╔══

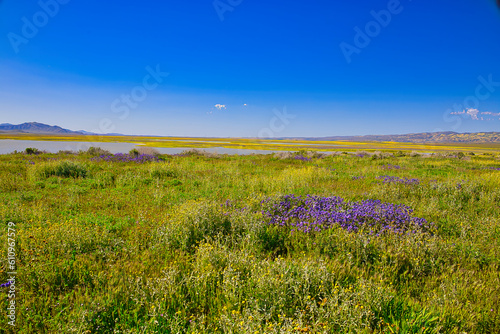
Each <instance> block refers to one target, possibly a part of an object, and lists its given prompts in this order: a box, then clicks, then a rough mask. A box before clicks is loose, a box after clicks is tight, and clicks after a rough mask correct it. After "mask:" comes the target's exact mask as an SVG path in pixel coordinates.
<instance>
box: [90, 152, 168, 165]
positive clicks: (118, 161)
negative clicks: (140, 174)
mask: <svg viewBox="0 0 500 334" xmlns="http://www.w3.org/2000/svg"><path fill="white" fill-rule="evenodd" d="M91 160H92V161H111V162H136V163H145V162H159V161H162V160H161V159H160V158H158V157H157V156H155V155H152V154H139V155H131V154H123V153H117V154H105V155H101V156H98V157H94V158H92V159H91Z"/></svg>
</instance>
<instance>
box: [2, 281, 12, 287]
mask: <svg viewBox="0 0 500 334" xmlns="http://www.w3.org/2000/svg"><path fill="white" fill-rule="evenodd" d="M10 285H12V281H8V282H7V283H3V284H0V288H6V287H8V286H10Z"/></svg>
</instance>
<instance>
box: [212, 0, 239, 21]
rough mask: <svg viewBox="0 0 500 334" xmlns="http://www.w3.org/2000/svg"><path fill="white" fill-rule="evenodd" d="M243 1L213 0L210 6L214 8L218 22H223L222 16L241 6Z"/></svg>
mask: <svg viewBox="0 0 500 334" xmlns="http://www.w3.org/2000/svg"><path fill="white" fill-rule="evenodd" d="M242 2H243V0H214V2H213V3H212V5H213V6H214V9H215V11H216V12H217V15H218V16H219V20H221V22H222V21H224V14H225V13H226V12H232V11H233V10H234V9H235V8H236V7H238V6H239V5H241V3H242Z"/></svg>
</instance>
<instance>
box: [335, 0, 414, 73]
mask: <svg viewBox="0 0 500 334" xmlns="http://www.w3.org/2000/svg"><path fill="white" fill-rule="evenodd" d="M408 1H412V0H408ZM403 10H404V7H403V6H402V5H401V1H400V0H389V2H388V3H387V9H382V10H380V11H378V12H377V11H375V10H372V11H371V12H370V15H371V16H372V17H373V20H371V21H369V22H368V23H366V24H365V26H364V27H363V29H361V28H360V27H358V26H356V27H354V32H355V33H356V34H355V35H354V39H353V43H352V44H349V43H347V42H345V41H344V42H341V43H340V44H339V47H340V50H341V51H342V54H343V55H344V58H345V60H346V61H347V63H348V64H350V63H351V62H352V56H353V55H354V54H358V55H359V54H360V53H361V51H362V50H363V49H364V48H366V47H368V45H370V43H371V42H372V40H373V39H374V38H376V37H377V36H378V35H380V33H381V32H382V28H386V27H387V26H388V25H389V24H390V23H391V22H392V18H393V17H394V16H395V15H399V14H401V13H402V12H403Z"/></svg>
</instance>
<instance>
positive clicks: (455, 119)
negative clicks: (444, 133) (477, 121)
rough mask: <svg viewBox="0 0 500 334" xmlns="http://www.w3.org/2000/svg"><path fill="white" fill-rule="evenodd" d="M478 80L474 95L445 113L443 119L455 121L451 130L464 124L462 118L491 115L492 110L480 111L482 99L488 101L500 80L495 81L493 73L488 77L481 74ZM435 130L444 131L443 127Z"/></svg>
mask: <svg viewBox="0 0 500 334" xmlns="http://www.w3.org/2000/svg"><path fill="white" fill-rule="evenodd" d="M477 80H478V81H479V83H478V84H477V86H476V89H475V90H474V95H469V96H467V97H466V98H465V99H464V100H463V102H462V103H461V104H459V103H455V104H453V106H452V107H451V108H448V109H446V110H445V112H444V113H443V121H445V122H446V123H454V124H453V125H452V126H451V130H453V131H456V130H458V129H459V128H460V126H461V125H462V119H463V118H466V117H471V118H473V119H475V120H478V115H480V114H486V115H490V114H492V113H490V112H483V113H481V112H479V110H478V109H479V106H480V104H481V102H482V101H486V100H487V99H489V98H490V97H491V95H493V93H495V92H496V91H497V88H498V87H500V81H497V82H495V81H493V74H490V75H488V77H487V78H485V77H484V76H482V75H480V76H479V77H478V78H477ZM434 131H435V132H440V131H443V129H440V128H438V129H435V130H434Z"/></svg>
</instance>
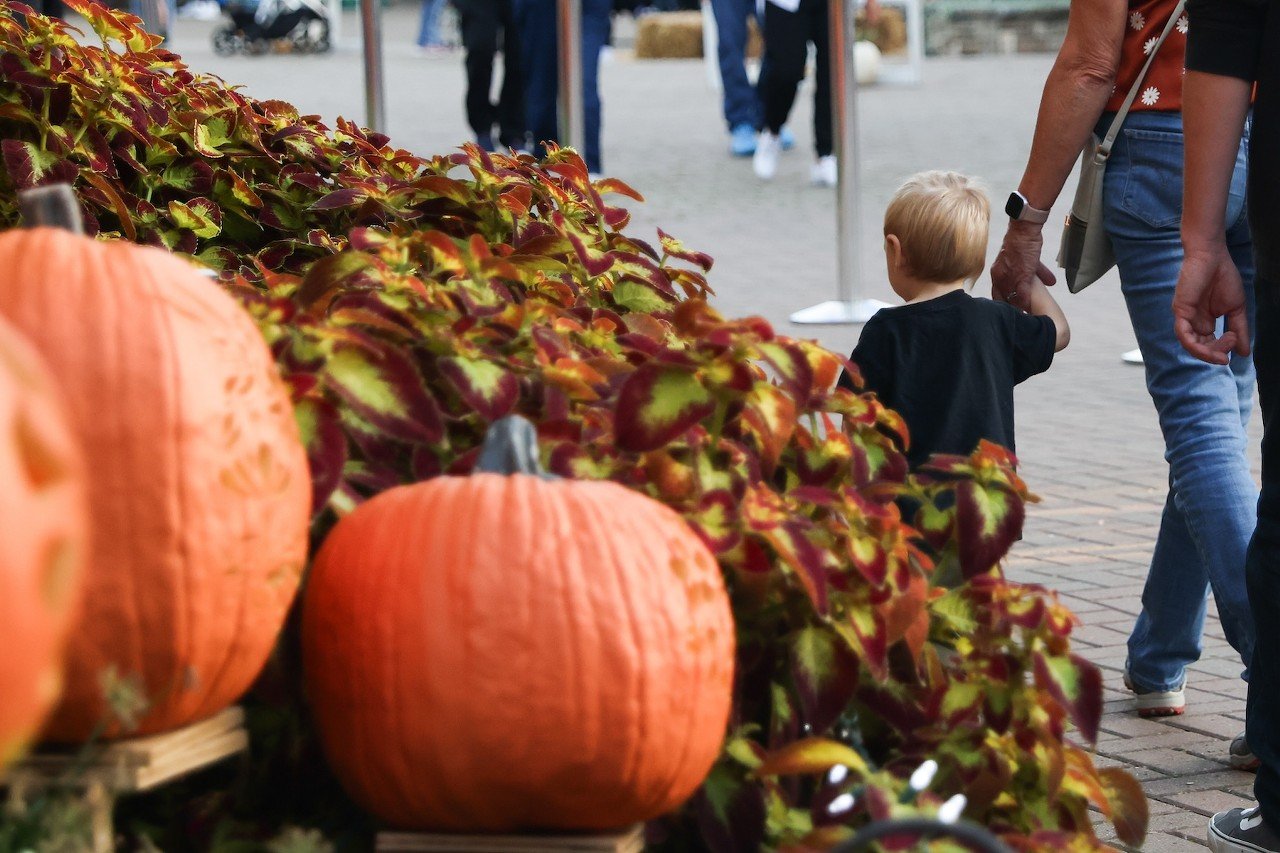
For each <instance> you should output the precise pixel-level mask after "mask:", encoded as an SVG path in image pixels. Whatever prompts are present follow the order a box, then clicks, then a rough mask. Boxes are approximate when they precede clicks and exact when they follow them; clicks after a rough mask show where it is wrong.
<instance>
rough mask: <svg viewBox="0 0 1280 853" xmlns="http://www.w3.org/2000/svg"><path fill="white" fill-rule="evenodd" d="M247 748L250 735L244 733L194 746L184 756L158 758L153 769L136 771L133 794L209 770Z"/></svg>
mask: <svg viewBox="0 0 1280 853" xmlns="http://www.w3.org/2000/svg"><path fill="white" fill-rule="evenodd" d="M247 748H248V733H247V731H244V730H243V729H239V730H236V731H228V733H225V734H223V735H219V736H218V738H212V739H210V740H206V742H205V743H202V744H192V745H189V747H187V748H186V749H184V751H183V752H180V753H172V754H169V756H164V757H161V758H156V760H155V761H152V762H151V763H150V765H147V766H145V767H138V768H136V770H134V771H133V774H134V779H133V783H134V788H133V790H148V789H151V788H155V786H156V785H163V784H164V783H166V781H170V780H173V779H177V777H179V776H184V775H187V774H189V772H193V771H196V770H201V768H204V767H207V766H209V765H212V763H215V762H219V761H221V760H223V758H229V757H230V756H234V754H237V753H239V752H243V751H244V749H247Z"/></svg>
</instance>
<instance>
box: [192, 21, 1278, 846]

╚══

▶ [Task directions] Reproduce all of the records above verbatim, leaving out the pictures.

▶ [Result for this exercise]
Each <instance> block refers to one target, possibly a part of an object, and lists its given prompts in this order: a box, then clicks, then a rough mask. A box before clicks is loose, a box after clicks is tight, and clicks after a rough mask correct it. After "mask:" comes the target's exact mask as an SVG path in pixel coordinates.
<instance>
box: [90, 152, 168, 165]
positive clicks: (118, 161)
negative clicks: (140, 174)
mask: <svg viewBox="0 0 500 334" xmlns="http://www.w3.org/2000/svg"><path fill="white" fill-rule="evenodd" d="M91 160H92V161H111V162H136V163H145V162H159V161H162V160H161V159H160V158H158V157H157V156H155V155H152V154H139V155H131V154H123V153H117V154H105V155H101V156H98V157H94V158H92V159H91Z"/></svg>
</instance>
<instance>
box: [2, 281, 12, 287]
mask: <svg viewBox="0 0 500 334" xmlns="http://www.w3.org/2000/svg"><path fill="white" fill-rule="evenodd" d="M10 285H12V281H8V282H7V283H3V284H0V288H6V287H8V286H10Z"/></svg>
</instance>
<instance>
box: [212, 0, 239, 21]
rough mask: <svg viewBox="0 0 500 334" xmlns="http://www.w3.org/2000/svg"><path fill="white" fill-rule="evenodd" d="M243 1L213 0L210 6L214 8L218 22H223L222 16L241 6Z"/></svg>
mask: <svg viewBox="0 0 500 334" xmlns="http://www.w3.org/2000/svg"><path fill="white" fill-rule="evenodd" d="M242 2H243V0H214V2H213V3H212V5H213V6H214V9H215V11H216V12H217V15H218V16H219V20H221V22H222V21H224V14H225V13H226V12H232V11H233V10H234V9H235V8H236V7H238V6H239V5H241V3H242Z"/></svg>
</instance>
<instance>
box: [335, 0, 414, 73]
mask: <svg viewBox="0 0 500 334" xmlns="http://www.w3.org/2000/svg"><path fill="white" fill-rule="evenodd" d="M408 1H412V0H408ZM403 10H404V7H403V6H402V5H401V1H400V0H389V2H388V3H387V9H382V10H380V11H378V12H377V11H375V10H372V11H371V12H370V15H371V16H372V17H373V20H371V21H369V22H368V23H366V24H365V26H364V27H363V29H361V28H360V27H358V26H356V27H354V32H355V33H356V34H355V35H354V39H353V43H352V44H349V43H347V42H345V41H344V42H341V43H340V44H339V47H340V50H341V51H342V54H343V55H344V58H345V60H346V61H347V63H348V64H350V63H351V62H352V56H353V55H354V54H358V55H359V54H360V53H361V51H362V50H363V49H364V48H366V47H368V45H370V43H371V42H372V40H373V39H374V38H376V37H377V36H378V35H380V33H381V32H382V28H386V27H387V26H388V25H389V24H390V23H391V22H392V18H393V17H394V16H395V15H399V14H401V13H402V12H403Z"/></svg>
</instance>
<instance>
positive clicks: (455, 119)
negative clicks: (444, 133) (477, 121)
rough mask: <svg viewBox="0 0 500 334" xmlns="http://www.w3.org/2000/svg"><path fill="white" fill-rule="evenodd" d="M478 80L474 95L445 113L443 119L455 121L451 130L464 124L462 118L491 115L492 110L480 111L482 99L488 101L500 80L495 81L493 73L488 77L481 74ZM435 130L444 131L443 127Z"/></svg>
mask: <svg viewBox="0 0 500 334" xmlns="http://www.w3.org/2000/svg"><path fill="white" fill-rule="evenodd" d="M477 80H478V81H479V83H478V84H477V86H476V89H475V90H474V95H469V96H467V97H466V98H465V99H464V100H463V102H462V103H461V104H459V103H455V104H453V106H452V107H451V108H448V109H446V110H445V112H444V113H443V121H445V122H446V123H454V124H453V125H452V126H451V130H453V131H456V130H458V129H459V128H460V126H461V125H462V119H463V118H466V117H471V118H473V119H475V120H478V115H480V114H486V115H490V114H492V113H490V112H483V113H481V112H479V110H478V109H479V106H480V104H481V102H482V101H486V100H487V99H489V98H490V97H491V95H493V93H495V92H496V91H497V88H498V87H500V81H497V82H495V81H493V74H490V75H488V77H487V78H485V77H484V76H482V75H480V76H479V77H478V78H477ZM434 131H435V132H440V131H443V129H440V128H438V129H435V130H434Z"/></svg>
</instance>
For each <instance> you should output the precise pixel-level mask after "mask:", encoded as an SVG path in image pixels. Whatever prompts are present follow the order a box, then clicks, then a rough mask. Boxes are approximate when they precede clicks and exact when they follow them; clicks after a rough mask show where it is wrong.
<instance>
rough mask: <svg viewBox="0 0 1280 853" xmlns="http://www.w3.org/2000/svg"><path fill="white" fill-rule="evenodd" d="M247 748L250 735L244 733L194 746L184 756L158 758L153 769L136 771L133 794L209 770Z"/></svg>
mask: <svg viewBox="0 0 1280 853" xmlns="http://www.w3.org/2000/svg"><path fill="white" fill-rule="evenodd" d="M247 748H248V733H247V731H244V730H243V729H239V730H236V731H228V733H225V734H223V735H219V736H218V738H212V739H210V740H206V742H205V743H202V744H192V745H189V747H187V748H186V749H184V751H183V752H180V753H172V754H169V756H164V757H161V758H156V760H155V761H152V762H151V763H150V765H147V766H145V767H138V768H136V770H134V771H133V774H134V779H133V783H134V788H133V790H148V789H151V788H155V786H156V785H163V784H164V783H166V781H170V780H173V779H177V777H179V776H184V775H187V774H189V772H193V771H196V770H201V768H204V767H207V766H209V765H212V763H215V762H219V761H221V760H223V758H229V757H230V756H234V754H237V753H239V752H243V751H244V749H247Z"/></svg>
</instance>
<instance>
box: [192, 21, 1278, 846]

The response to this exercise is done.